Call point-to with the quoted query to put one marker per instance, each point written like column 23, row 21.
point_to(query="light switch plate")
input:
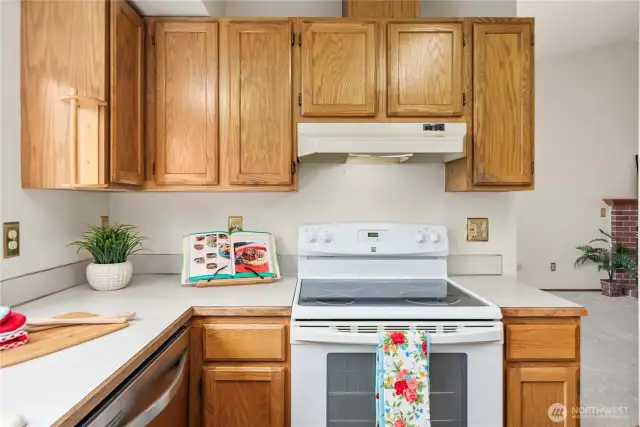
column 11, row 239
column 477, row 229
column 235, row 223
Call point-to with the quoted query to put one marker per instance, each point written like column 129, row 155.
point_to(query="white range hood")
column 380, row 142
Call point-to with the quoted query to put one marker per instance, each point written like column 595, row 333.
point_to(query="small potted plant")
column 110, row 247
column 610, row 260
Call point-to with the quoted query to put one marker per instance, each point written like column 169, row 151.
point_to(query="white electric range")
column 355, row 279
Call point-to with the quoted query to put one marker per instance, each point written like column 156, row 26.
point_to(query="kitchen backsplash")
column 328, row 192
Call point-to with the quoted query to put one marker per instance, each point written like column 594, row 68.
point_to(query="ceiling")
column 560, row 26
column 564, row 26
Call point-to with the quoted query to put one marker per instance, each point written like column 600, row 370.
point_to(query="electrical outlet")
column 477, row 229
column 235, row 223
column 11, row 239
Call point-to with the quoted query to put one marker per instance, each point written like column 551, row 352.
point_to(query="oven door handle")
column 335, row 337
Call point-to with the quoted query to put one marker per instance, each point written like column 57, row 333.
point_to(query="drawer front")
column 541, row 342
column 240, row 342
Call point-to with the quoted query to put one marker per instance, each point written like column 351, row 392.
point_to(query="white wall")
column 462, row 8
column 586, row 127
column 354, row 192
column 48, row 219
column 280, row 8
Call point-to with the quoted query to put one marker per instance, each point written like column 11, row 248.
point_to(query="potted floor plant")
column 110, row 247
column 608, row 259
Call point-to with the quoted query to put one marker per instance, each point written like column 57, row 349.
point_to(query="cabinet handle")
column 75, row 101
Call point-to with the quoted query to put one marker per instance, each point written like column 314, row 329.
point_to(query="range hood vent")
column 380, row 142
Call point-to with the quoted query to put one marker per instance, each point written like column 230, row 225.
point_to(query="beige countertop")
column 46, row 390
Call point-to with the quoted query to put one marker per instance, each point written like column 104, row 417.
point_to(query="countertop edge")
column 93, row 399
column 209, row 311
column 544, row 311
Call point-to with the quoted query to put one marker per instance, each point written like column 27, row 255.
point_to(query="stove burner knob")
column 325, row 236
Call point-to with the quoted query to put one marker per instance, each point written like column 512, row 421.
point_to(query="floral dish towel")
column 402, row 379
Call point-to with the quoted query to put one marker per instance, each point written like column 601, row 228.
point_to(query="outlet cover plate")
column 11, row 239
column 235, row 223
column 477, row 229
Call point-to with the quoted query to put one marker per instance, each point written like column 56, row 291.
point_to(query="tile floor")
column 609, row 357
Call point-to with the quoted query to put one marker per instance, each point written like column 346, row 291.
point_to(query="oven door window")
column 351, row 389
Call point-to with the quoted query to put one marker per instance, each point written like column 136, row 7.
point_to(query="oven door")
column 333, row 373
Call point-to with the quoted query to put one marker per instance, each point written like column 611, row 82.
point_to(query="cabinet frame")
column 224, row 184
column 274, row 375
column 118, row 176
column 210, row 29
column 394, row 107
column 370, row 30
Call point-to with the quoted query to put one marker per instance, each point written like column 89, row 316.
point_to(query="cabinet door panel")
column 503, row 104
column 241, row 396
column 338, row 69
column 63, row 46
column 127, row 41
column 424, row 69
column 186, row 103
column 258, row 130
column 531, row 391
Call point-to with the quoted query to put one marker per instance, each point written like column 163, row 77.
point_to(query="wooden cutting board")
column 51, row 340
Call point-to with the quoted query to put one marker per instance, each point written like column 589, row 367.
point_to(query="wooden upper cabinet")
column 127, row 43
column 241, row 396
column 381, row 8
column 186, row 103
column 503, row 104
column 532, row 390
column 256, row 102
column 338, row 68
column 63, row 47
column 424, row 69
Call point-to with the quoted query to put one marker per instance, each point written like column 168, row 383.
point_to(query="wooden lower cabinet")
column 240, row 396
column 240, row 370
column 542, row 396
column 542, row 371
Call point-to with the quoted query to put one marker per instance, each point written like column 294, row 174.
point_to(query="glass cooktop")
column 384, row 292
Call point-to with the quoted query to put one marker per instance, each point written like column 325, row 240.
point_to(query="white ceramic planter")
column 109, row 277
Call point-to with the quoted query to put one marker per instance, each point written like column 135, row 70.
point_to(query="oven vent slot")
column 373, row 329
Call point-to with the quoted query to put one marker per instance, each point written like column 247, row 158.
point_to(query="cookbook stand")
column 233, row 282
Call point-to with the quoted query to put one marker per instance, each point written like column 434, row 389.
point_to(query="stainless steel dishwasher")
column 156, row 394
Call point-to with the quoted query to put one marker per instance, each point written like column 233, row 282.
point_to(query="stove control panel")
column 373, row 239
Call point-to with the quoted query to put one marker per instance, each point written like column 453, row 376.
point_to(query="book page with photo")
column 254, row 254
column 216, row 254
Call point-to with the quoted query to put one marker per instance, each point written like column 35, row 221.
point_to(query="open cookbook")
column 215, row 255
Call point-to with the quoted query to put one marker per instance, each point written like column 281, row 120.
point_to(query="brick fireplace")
column 624, row 230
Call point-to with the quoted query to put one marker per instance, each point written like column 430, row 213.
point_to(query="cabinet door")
column 338, row 68
column 63, row 47
column 186, row 102
column 503, row 104
column 241, row 396
column 257, row 128
column 542, row 396
column 127, row 42
column 424, row 69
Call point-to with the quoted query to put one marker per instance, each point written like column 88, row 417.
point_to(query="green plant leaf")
column 111, row 244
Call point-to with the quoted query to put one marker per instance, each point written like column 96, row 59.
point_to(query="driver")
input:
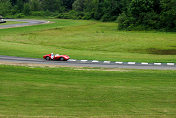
column 52, row 56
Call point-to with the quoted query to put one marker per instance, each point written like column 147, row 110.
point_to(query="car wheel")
column 47, row 58
column 61, row 59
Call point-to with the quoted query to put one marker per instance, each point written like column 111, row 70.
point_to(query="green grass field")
column 88, row 40
column 79, row 93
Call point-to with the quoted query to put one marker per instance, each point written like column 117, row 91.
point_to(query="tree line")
column 130, row 14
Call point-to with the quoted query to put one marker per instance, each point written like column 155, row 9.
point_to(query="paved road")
column 92, row 63
column 82, row 63
column 27, row 23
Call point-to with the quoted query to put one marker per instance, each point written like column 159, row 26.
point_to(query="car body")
column 56, row 57
column 2, row 20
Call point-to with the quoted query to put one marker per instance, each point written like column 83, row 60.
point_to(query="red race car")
column 56, row 57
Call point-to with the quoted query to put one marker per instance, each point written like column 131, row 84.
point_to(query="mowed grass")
column 10, row 22
column 69, row 92
column 93, row 40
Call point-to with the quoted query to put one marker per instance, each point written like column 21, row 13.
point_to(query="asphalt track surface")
column 79, row 63
column 91, row 63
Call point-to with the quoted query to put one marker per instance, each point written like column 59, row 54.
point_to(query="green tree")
column 5, row 6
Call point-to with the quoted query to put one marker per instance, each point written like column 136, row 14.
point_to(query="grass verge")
column 91, row 40
column 72, row 92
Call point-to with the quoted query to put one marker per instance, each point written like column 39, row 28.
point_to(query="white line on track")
column 107, row 62
column 157, row 64
column 170, row 64
column 119, row 62
column 84, row 60
column 143, row 63
column 94, row 61
column 72, row 60
column 131, row 63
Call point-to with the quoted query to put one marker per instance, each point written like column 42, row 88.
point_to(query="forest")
column 129, row 14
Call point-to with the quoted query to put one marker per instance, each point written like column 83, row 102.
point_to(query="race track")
column 91, row 63
column 79, row 63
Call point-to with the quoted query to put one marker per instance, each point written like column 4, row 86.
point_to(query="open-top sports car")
column 56, row 57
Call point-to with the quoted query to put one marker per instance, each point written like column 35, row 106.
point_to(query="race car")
column 2, row 20
column 56, row 57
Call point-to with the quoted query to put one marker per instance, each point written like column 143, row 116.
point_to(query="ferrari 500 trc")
column 56, row 57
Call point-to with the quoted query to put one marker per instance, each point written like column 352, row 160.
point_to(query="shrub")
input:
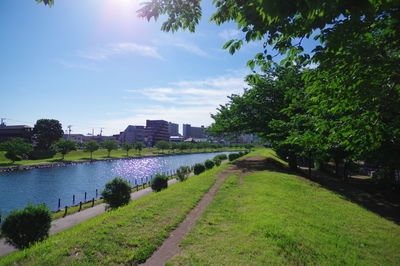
column 198, row 168
column 117, row 193
column 182, row 172
column 233, row 156
column 209, row 164
column 221, row 157
column 22, row 228
column 159, row 182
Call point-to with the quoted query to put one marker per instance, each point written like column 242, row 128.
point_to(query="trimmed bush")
column 159, row 182
column 209, row 164
column 182, row 173
column 22, row 228
column 233, row 156
column 198, row 168
column 221, row 157
column 117, row 193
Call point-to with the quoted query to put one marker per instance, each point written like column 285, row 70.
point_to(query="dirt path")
column 171, row 247
column 71, row 220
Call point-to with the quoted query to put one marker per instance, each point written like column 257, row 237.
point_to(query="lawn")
column 272, row 218
column 80, row 155
column 123, row 236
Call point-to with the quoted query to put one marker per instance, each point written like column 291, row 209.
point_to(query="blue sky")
column 94, row 63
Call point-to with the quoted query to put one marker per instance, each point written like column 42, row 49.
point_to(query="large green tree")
column 91, row 146
column 46, row 132
column 15, row 148
column 139, row 146
column 64, row 146
column 110, row 145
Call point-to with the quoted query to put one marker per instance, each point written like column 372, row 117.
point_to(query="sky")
column 95, row 64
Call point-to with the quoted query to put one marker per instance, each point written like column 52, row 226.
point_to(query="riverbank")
column 263, row 213
column 112, row 237
column 49, row 163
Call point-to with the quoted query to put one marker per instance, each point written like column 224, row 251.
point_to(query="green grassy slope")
column 80, row 155
column 127, row 235
column 272, row 219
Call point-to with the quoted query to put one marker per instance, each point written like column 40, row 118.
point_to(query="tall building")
column 186, row 131
column 198, row 132
column 173, row 129
column 18, row 131
column 132, row 134
column 155, row 131
column 193, row 132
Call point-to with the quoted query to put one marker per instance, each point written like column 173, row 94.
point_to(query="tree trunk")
column 293, row 161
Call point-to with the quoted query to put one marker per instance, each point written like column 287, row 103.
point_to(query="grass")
column 128, row 235
column 272, row 218
column 102, row 154
column 75, row 209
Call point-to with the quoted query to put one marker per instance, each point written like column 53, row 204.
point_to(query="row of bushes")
column 24, row 227
column 234, row 156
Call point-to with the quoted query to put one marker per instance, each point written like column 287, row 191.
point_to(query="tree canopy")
column 110, row 145
column 46, row 132
column 15, row 148
column 64, row 146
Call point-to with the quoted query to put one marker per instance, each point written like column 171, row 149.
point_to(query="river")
column 47, row 185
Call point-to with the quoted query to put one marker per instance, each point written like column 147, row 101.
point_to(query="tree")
column 139, row 146
column 15, row 148
column 162, row 145
column 22, row 228
column 127, row 146
column 159, row 182
column 110, row 145
column 46, row 132
column 64, row 146
column 91, row 146
column 262, row 110
column 117, row 193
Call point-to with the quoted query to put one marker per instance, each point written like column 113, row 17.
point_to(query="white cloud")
column 181, row 43
column 86, row 66
column 186, row 101
column 229, row 34
column 122, row 48
column 209, row 91
column 195, row 115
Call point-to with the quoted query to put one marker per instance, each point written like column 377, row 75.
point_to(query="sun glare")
column 119, row 15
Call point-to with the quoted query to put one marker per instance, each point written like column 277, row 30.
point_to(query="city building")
column 173, row 129
column 176, row 139
column 155, row 131
column 17, row 131
column 194, row 132
column 79, row 138
column 186, row 131
column 132, row 134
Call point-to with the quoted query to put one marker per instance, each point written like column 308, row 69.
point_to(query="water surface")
column 47, row 185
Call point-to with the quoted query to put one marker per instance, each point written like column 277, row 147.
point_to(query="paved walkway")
column 76, row 218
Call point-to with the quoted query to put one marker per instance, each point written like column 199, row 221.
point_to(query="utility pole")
column 69, row 130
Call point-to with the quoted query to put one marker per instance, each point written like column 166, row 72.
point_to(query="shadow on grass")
column 363, row 192
column 8, row 164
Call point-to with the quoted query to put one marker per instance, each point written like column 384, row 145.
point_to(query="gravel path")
column 78, row 217
column 171, row 247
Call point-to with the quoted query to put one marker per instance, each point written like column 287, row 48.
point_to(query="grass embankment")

·····

Only those lines of the entries above that run from the line containing "224, row 251." to the line containing "287, row 191.", both included, should be transcribed exactly.

Call point-to with the quoted query to put one marker per instance, each point written like column 224, row 251.
point_to(query="green grassy slope")
column 80, row 155
column 127, row 235
column 272, row 219
Call point-to with the quoted query to put one marker per instance, each point written like column 40, row 118.
point_to(query="tall building")
column 186, row 131
column 198, row 132
column 173, row 129
column 18, row 131
column 132, row 134
column 155, row 131
column 193, row 132
Call point-to with the quoted query to put one marker per instance, each point written like column 173, row 94.
point_to(query="tree trunk")
column 293, row 161
Call point-to with the quoted query to put one marker per instance, each point written like column 287, row 103.
point_to(query="grass")
column 128, row 235
column 272, row 218
column 102, row 154
column 75, row 209
Call point-to with the quoted query to put one marker per instance, each point written like column 53, row 204.
point_to(query="row of bushes")
column 24, row 227
column 234, row 156
Call point-to with the quoted query to put one marker per instance, each point written like column 287, row 191.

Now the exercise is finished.